■ Passage shown
◆ ◆ ◆ ◆ ◆

Benedikt ROMER. The Iranian Christian Diaspora: Religion and Nationhood in Exile. London and New York: I.B. Tauris. 2024. x+236 pp. $100.00. Hb 978-0-7556-5168-9.  Reviewed by Daniel L. SMITH-CHRISTOPHER, Loyola Marymount University, Los Angeles, 90045.

 

It is often a startling and fascinating discovery to learn about a unique Christian community that has not been the subject of serious engagement among Western Christians.  In this book, Benedikt Romer (Bundeswehr University, Munich) has written a fascinating account of a particular group of Iranian Christians in the modern world.  As Romer summarizes:

After the 1979 Revolution, a growing number of Muslim-born Iranians started to attend churches offering services in Persian.  Following governmental violence and ingoing discrimination against Persian-speaking Christian communities, a house church movement as well as a sizable and continuously growing exile community of Iranian Christians have come into being (31)
Romer’s main subject is the Christian communities in exile outside of Iran, especially in Turkey and Europe, but also in North America.  Therefore, the focus of this book is not on the long known Christian minorities of Iran, e.g. The Assyrian Church and the Armenians living in Iran (as well as other Middle Eastern countries).  Rather, Romer’s emphasis is on the slowly growing “Persian-Speaking” Christians.  This is a euphemism of sorts, because the older Christian minorities are known to have their own languages other than Farsi = “Persian”, the dominant language of Iran. That being the case, “Persian-Speaking” Christians is a population that consists of Iranian Christians who are mainly converts from Islamic backgrounds (whether from very religious backgrounds, or only nominally religious – both of which are large percentages of the Iranian population).  Clearly, this is a group whose very existence many Iranians would undoubtedly dispute or even deny.  These are precisely the communities of interest to Romer.

◆ ◆ ◆ ◆ ◆

■ Stated task 1
From the book review above, transcribe the passage starting with "Benedikt ROMER. The" and going on through "Los Angeles, 90045.".
■ Stated task 2
According to the book review, at which university is Benedikt Romer based?
■ Stated task 3
Continue the book review on Iranian Christians in exile from the point at which it stops.

■ Supplied material
◆ ◆ ◆ ◆ ◆

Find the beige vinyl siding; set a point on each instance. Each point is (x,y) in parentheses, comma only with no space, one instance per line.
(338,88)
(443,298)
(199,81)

◆ ◆ ◆ ◆ ◆

■ Expected output 1
Benedikt ROMER. The Iranian Christian Diaspora: Religion and Nationhood in Exile. London and New York: I.B. Tauris. 2024. x+236 pp. $100.00. Hb 978-0-7556-5168-9.  Reviewed by Daniel L. SMITH-CHRISTOPHER, Loyola Marymount University, Los Angeles, 90045.

■ Expected output 2
Bundeswehr University, Munich.

■ Expected output 3
Romer acknowledges that there are limitations to the research base that Romer had available to him.  For obvious reasons, research on converts from Islam within Iran would prove virtually impossible.  Outside of Iran, Romer chose to work with those Iranian Christian ex-patriots who have already taken up a highly public persona in online media Christian “ministries” aimed at fellow Iranians.  He analyses hours of sermons and other public programs.  There is also a limited number of autobiographies of some of these media figures but also other prominent Christians – perhaps most significant being the late Iranian Anglican Bishop, Hassan Dehqani-Tafti (1920-2008), whose father was a Muslim, and mother a Muslim-born convert to Christianity. 

Romer, citing a number of sociological works on the conditions of diaspora and exile more widely, approaches his main communities of interest with questions about how they compose themselves as a group – and especially what it means to be an Iranian-Christian community outside of Iran – e.g. in “exile”.  Each successive chapter, then, examines elements of how this community understands itself – and what practices seem to contribute to this ongoing sense of identity.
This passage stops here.